═════ Dataset entries ═════

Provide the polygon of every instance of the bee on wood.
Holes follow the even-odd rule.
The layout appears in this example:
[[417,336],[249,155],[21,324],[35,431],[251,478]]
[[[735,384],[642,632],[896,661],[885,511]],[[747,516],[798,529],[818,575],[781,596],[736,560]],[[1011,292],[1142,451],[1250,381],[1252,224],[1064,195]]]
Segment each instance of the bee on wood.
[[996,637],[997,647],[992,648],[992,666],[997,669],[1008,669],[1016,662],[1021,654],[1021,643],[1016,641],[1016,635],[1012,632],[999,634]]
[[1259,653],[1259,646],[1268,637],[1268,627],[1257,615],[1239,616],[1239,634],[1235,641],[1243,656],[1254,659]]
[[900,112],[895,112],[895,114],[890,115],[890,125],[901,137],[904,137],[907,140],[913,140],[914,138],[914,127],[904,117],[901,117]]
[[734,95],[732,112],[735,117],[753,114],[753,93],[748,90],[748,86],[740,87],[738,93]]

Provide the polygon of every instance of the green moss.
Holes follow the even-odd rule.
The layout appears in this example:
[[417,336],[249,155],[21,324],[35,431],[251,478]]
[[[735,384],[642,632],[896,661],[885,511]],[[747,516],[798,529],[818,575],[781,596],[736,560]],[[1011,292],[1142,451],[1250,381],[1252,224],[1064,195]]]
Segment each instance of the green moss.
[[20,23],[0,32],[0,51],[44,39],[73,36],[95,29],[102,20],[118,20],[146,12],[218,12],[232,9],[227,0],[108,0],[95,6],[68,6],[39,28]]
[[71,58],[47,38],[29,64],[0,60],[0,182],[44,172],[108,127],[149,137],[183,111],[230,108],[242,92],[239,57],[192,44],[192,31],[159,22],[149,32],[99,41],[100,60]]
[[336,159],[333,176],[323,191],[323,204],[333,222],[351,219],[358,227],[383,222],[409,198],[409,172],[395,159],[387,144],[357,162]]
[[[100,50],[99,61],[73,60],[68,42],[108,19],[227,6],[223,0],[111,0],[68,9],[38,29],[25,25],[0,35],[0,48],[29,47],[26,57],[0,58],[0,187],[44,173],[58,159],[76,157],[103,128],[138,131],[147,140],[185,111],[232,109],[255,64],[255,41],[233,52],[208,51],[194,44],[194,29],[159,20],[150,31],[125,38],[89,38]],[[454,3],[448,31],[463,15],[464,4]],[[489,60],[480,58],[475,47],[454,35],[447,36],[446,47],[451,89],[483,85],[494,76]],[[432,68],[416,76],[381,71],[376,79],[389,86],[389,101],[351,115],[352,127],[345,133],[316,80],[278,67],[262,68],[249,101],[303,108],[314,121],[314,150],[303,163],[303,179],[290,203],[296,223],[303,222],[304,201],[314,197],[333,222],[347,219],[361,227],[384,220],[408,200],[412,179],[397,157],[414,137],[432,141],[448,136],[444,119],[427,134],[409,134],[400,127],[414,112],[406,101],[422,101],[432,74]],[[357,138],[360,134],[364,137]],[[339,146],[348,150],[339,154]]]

═════

*Exercise requirements*. Lay out every line of the material above as a numbered list, omitting the blank lines.

*Response below*.
1. Provide the polygon of every instance of the bee on wood.
2. Holes follow the even-odd rule.
3. The layout appears in this example:
4. [[417,336],[249,155],[21,324],[35,431],[251,478]]
5. [[[735,384],[642,632],[896,661],[885,511]],[[747,516],[798,529],[818,575],[781,596],[736,560]],[[1011,292],[1142,451],[1250,381],[1252,224],[1064,195]]]
6. Segment each instance of the bee on wood.
7. [[996,637],[997,647],[992,648],[992,666],[997,669],[1008,669],[1016,662],[1021,654],[1021,643],[1016,641],[1016,635],[1012,632],[999,634]]
8. [[1259,653],[1259,646],[1268,637],[1268,627],[1257,615],[1239,616],[1239,634],[1235,641],[1243,656],[1254,659]]
9. [[900,112],[895,112],[895,114],[890,115],[890,125],[901,137],[904,137],[907,140],[913,140],[914,138],[914,127],[904,117],[901,117]]
10. [[734,95],[732,112],[735,117],[753,114],[753,93],[748,90],[748,86],[740,87],[738,93]]
11. Provide the polygon of every instance of the green moss.
12. Holes follow the even-odd rule.
13. The layout appears in this example:
14. [[417,336],[249,155],[21,324],[35,431],[251,478]]
15. [[[735,384],[642,632],[896,661],[885,511]],[[747,516],[798,529],[818,575],[781,596],[736,560]],[[1011,292],[1142,451],[1250,381],[1252,224],[1064,195]]]
16. Segment each instance of the green moss.
17. [[20,23],[0,32],[0,51],[44,39],[73,36],[95,29],[102,20],[118,20],[146,12],[218,12],[232,9],[227,0],[108,0],[95,6],[68,6],[39,28]]
18. [[71,58],[47,38],[29,64],[0,60],[0,182],[44,172],[108,127],[149,137],[183,111],[230,108],[242,92],[239,57],[192,44],[192,31],[159,22],[149,32],[99,41],[100,60]]
19. [[336,159],[333,176],[323,191],[323,204],[333,222],[351,219],[358,227],[383,222],[409,198],[409,172],[395,159],[387,144],[357,162]]
20. [[[100,50],[99,61],[73,60],[68,42],[108,19],[227,6],[223,0],[111,0],[68,9],[38,29],[25,25],[0,35],[0,48],[29,47],[26,57],[0,58],[0,187],[44,173],[58,159],[76,157],[103,128],[138,131],[147,140],[185,111],[232,109],[255,64],[255,41],[233,52],[208,51],[194,44],[194,29],[159,20],[150,31],[125,38],[89,38]],[[454,3],[448,31],[463,15],[464,4]],[[489,60],[480,58],[475,47],[454,35],[447,36],[446,47],[451,89],[483,85],[494,76]],[[432,68],[416,76],[381,71],[376,79],[389,86],[389,101],[351,115],[352,127],[345,133],[316,80],[278,67],[262,68],[249,101],[303,108],[314,121],[314,150],[303,163],[303,179],[290,203],[296,223],[303,222],[304,201],[314,197],[333,222],[347,219],[361,227],[384,220],[408,200],[412,179],[397,157],[414,137],[432,141],[448,136],[444,119],[427,134],[409,134],[400,127],[414,112],[406,101],[422,101],[432,74]],[[357,138],[360,134],[364,137]],[[339,146],[348,150],[339,154]]]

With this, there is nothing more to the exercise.